» Data to use
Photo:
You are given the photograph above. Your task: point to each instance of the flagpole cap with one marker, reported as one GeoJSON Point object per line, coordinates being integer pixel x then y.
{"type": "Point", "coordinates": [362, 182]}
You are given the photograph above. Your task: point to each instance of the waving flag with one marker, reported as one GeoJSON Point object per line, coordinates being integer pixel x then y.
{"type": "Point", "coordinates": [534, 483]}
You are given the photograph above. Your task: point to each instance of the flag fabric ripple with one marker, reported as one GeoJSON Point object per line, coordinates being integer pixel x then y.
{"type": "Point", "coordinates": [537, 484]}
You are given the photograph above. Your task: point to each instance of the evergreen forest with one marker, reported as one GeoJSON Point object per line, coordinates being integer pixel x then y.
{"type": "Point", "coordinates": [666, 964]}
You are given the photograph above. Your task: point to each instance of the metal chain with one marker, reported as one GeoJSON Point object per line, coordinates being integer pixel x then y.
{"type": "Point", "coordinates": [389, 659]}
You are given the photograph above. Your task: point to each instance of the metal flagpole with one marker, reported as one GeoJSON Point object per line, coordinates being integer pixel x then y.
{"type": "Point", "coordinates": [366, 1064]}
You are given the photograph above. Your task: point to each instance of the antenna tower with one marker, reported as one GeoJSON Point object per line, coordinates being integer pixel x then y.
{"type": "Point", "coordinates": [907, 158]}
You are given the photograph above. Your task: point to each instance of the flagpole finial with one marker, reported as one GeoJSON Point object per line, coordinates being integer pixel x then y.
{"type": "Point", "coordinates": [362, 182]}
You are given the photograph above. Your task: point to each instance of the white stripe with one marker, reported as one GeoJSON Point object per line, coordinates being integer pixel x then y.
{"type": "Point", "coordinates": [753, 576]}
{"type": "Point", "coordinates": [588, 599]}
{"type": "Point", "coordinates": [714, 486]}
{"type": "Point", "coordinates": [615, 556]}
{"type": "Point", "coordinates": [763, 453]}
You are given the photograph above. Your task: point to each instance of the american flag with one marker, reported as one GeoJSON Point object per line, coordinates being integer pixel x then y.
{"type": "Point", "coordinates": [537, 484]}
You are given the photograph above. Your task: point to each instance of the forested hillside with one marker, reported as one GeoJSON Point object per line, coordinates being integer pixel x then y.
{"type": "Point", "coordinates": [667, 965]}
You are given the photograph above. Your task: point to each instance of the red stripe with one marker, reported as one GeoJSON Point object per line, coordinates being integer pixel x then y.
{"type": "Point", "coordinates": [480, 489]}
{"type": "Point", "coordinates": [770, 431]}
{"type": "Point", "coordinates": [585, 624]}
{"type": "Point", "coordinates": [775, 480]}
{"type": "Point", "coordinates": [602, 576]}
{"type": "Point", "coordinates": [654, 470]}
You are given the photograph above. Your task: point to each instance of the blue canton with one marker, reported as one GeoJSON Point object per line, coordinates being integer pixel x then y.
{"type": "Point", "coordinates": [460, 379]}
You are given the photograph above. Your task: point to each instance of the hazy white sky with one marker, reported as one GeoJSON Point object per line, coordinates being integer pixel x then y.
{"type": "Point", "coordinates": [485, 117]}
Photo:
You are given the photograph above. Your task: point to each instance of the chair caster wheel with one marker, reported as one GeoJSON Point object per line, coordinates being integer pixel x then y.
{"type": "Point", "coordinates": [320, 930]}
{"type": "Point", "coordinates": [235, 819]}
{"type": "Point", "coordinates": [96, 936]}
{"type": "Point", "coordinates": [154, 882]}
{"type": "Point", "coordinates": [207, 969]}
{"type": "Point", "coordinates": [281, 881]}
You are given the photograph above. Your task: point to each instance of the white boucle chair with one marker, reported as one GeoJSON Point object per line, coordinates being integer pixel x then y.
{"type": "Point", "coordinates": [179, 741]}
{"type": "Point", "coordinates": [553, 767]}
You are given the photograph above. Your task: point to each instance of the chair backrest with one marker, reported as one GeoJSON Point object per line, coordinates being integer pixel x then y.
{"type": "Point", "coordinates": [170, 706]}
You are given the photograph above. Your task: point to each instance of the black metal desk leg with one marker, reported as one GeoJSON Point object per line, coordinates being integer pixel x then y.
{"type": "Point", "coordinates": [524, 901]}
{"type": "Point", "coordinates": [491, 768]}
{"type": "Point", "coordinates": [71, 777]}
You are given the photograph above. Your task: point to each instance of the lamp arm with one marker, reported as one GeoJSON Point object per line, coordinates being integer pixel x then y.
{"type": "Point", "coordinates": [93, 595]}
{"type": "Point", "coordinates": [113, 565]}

» To do
Update all the records above by replacing each "one marker" with "a single marker", and keep everything else the same.

» Answer to the exercise
Photo:
You are given the photograph above. Your task: point to each instance of the flagpole cap with a single marker, reported as one GeoJSON Point object per line, coordinates being integer pixel x then y.
{"type": "Point", "coordinates": [362, 182]}
You are given the photograph above. Your task: point to each instance of the waving flag with a single marker, reported as one GeoJSON Point object per line, coordinates being integer pixel x then y.
{"type": "Point", "coordinates": [534, 483]}
You are given the photograph above. Your task: point to each instance of the flag fabric ripple with a single marker, reported as one GeoJSON Point object per line, coordinates being integer pixel x then y.
{"type": "Point", "coordinates": [537, 484]}
You are given the photograph above. Your task: point to each instance of the evergreen forest with a single marker, reported as one GeoJSON Point object per line, coordinates being integer pixel x then y.
{"type": "Point", "coordinates": [666, 964]}
You are given the photograph above. Your task: point to each instance of the metal chain with a single marker, reported as one GeoJSON Point object per line, coordinates being integer pixel x then y.
{"type": "Point", "coordinates": [389, 659]}
You are given the photograph above. Your task: point to each instance of the metal flagpole with a single marker, reported as one GeoJSON Point object per line, coordinates being integer pixel x then y.
{"type": "Point", "coordinates": [366, 1064]}
You are given the photograph above. Your task: point to each instance of the antenna tower with a single marker, reported as one GeoJSON Point object per line, coordinates being integer pixel x then y.
{"type": "Point", "coordinates": [907, 158]}
You are given the photograph above. Your task: point to each instance of the flagpole finial with a single marker, reported as one GeoJSON Point object per line, coordinates being integer pixel x then y.
{"type": "Point", "coordinates": [362, 182]}
You are given the photograph above. Your task: point to each instance of the white stripe with a single marker, reported as one GeoJSON Point object per line, coordinates being integer pixel x then y.
{"type": "Point", "coordinates": [753, 576]}
{"type": "Point", "coordinates": [588, 599]}
{"type": "Point", "coordinates": [714, 486]}
{"type": "Point", "coordinates": [615, 556]}
{"type": "Point", "coordinates": [763, 453]}
You are given the photograph above. Your task: point to each instance of the american flag with a single marker, reported as one GeoJSON Point object per line, coordinates being integer pixel x then y.
{"type": "Point", "coordinates": [537, 484]}
You are given the photograph above. Your task: point to each instance of the forested hillside with a single marker, reported as one GeoJSON Point object per line, coordinates being integer pixel x then y.
{"type": "Point", "coordinates": [667, 965]}
You are given the photograph above. Your task: point to each instance of the red stripe with a single marker, reported as one GeoJSON Point object per line, coordinates being integer pixel x then y.
{"type": "Point", "coordinates": [480, 489]}
{"type": "Point", "coordinates": [770, 431]}
{"type": "Point", "coordinates": [585, 624]}
{"type": "Point", "coordinates": [775, 480]}
{"type": "Point", "coordinates": [602, 576]}
{"type": "Point", "coordinates": [654, 470]}
You are given the photograph above. Your task: point to each instance of the blue canton with a single marker, reported as one GeoJSON Point object per line, coordinates being integer pixel x then y.
{"type": "Point", "coordinates": [460, 379]}
You are given the photograph above. Your task: point to each instance of the hazy white sky with a single marker, reported as one GeoJSON Point object per line, coordinates being integer pixel x then y.
{"type": "Point", "coordinates": [485, 117]}
Photo:
You are given the photograph above. Your task: point to each instance of the chair caster wheel with a single marker, reported as one GeoJSON Point object per line, coordinates being integer pixel x then y.
{"type": "Point", "coordinates": [320, 930]}
{"type": "Point", "coordinates": [235, 819]}
{"type": "Point", "coordinates": [96, 936]}
{"type": "Point", "coordinates": [154, 882]}
{"type": "Point", "coordinates": [207, 969]}
{"type": "Point", "coordinates": [281, 881]}
You are given the photograph above. Your task: point to each instance of the white boucle chair with a single marker, reported as one GeoJSON Point object per line, coordinates being integer pixel x then y.
{"type": "Point", "coordinates": [179, 741]}
{"type": "Point", "coordinates": [553, 767]}
You are given the photograph above. Your task: point to each instance of the chair backrest with a single marker, reported as one GeoJSON Point object per line, coordinates being integer pixel x then y.
{"type": "Point", "coordinates": [170, 706]}
You are given the photograph above. Your task: point to each instance of the black metal desk leg with a single marker, reported as one GeoJSON Point object per line, coordinates being integer pixel x then y.
{"type": "Point", "coordinates": [524, 901]}
{"type": "Point", "coordinates": [491, 768]}
{"type": "Point", "coordinates": [71, 777]}
You are given the photograph above. Your task: point to each instance of the lamp arm with a single marker, reported as one GeoJSON Point object per line, coordinates being integer pixel x then y.
{"type": "Point", "coordinates": [93, 595]}
{"type": "Point", "coordinates": [113, 565]}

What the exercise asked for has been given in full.